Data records
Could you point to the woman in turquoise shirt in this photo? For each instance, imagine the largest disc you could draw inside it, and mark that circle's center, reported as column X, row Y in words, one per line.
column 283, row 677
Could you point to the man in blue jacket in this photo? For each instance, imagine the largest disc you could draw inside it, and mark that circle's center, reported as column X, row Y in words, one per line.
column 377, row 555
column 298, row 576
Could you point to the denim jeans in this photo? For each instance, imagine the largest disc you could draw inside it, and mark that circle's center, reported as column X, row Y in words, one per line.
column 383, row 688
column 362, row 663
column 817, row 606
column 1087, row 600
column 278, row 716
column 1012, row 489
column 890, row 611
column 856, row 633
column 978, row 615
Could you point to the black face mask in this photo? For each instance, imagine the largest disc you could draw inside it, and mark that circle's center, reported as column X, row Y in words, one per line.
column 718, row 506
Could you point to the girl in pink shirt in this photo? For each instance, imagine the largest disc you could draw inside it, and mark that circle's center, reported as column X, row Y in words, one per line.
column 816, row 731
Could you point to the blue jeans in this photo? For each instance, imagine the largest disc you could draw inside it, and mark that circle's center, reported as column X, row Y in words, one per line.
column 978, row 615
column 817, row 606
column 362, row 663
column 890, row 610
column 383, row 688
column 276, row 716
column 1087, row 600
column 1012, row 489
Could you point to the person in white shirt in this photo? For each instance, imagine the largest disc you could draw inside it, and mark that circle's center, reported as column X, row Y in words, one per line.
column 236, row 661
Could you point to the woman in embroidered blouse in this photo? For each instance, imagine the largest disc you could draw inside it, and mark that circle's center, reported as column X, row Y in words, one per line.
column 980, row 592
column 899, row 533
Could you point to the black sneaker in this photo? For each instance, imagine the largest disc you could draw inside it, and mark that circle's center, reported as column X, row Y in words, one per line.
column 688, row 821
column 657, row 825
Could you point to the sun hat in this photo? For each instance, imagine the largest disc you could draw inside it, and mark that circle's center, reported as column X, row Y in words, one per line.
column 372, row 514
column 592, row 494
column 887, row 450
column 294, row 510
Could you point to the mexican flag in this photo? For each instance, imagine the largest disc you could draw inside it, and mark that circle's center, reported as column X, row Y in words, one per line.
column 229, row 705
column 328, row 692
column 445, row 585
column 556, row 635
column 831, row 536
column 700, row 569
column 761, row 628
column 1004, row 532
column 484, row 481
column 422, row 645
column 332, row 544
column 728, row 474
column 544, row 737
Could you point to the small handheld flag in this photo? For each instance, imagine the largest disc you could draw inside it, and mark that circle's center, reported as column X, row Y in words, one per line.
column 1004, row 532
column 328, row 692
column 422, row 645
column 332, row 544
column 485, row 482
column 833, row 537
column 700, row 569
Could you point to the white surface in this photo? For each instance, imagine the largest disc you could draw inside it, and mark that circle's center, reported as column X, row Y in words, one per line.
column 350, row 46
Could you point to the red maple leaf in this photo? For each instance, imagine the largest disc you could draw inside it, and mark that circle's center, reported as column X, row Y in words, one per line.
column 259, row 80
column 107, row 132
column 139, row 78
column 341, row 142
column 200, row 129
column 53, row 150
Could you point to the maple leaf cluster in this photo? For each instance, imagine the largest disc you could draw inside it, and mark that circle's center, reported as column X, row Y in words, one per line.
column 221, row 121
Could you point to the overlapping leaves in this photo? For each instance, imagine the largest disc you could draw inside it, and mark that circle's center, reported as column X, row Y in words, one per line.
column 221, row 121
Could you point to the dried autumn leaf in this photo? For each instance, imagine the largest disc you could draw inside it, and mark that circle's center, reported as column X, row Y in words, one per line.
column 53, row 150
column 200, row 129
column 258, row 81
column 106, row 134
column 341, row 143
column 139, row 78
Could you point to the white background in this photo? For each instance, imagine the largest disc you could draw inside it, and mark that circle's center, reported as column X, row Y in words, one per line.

**Aim of the exercise**
Duplicate the rows between the line holding "Could you point to the woman in embroidered" and the line holding "column 294, row 510", inclusive, without changing anything in them.

**Result**
Could you point to the woman in embroidered blouse in this photo? For each instance, imagine the largest disc you could draw inside it, and mark that circle's center, reported as column X, row Y in words, one per line.
column 980, row 592
column 899, row 533
Could you point to the black sneaker in this photo? For each instance, imagine the largest disc you could draw inside it, and mark that circle's center, reported as column X, row Y in words, one per line.
column 688, row 821
column 657, row 825
Could you point to the sun hat in this photo? For each instance, imagine the largest disc you could draw inside it, and mark that circle's center, reported as column X, row Y in words, one per line.
column 372, row 514
column 592, row 494
column 887, row 450
column 294, row 510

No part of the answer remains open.